## Begin

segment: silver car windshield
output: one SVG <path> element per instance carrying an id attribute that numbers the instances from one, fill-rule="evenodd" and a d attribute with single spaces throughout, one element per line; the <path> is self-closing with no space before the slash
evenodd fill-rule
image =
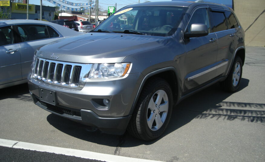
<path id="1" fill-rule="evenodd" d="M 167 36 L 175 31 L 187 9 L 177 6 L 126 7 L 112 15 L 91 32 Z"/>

## End

• [WHAT THIS TASK INVOLVES]
Report how many lines of the records above contain the string "evenodd". Give only the number.

• [RESPONSE TO THIS EXERCISE]
3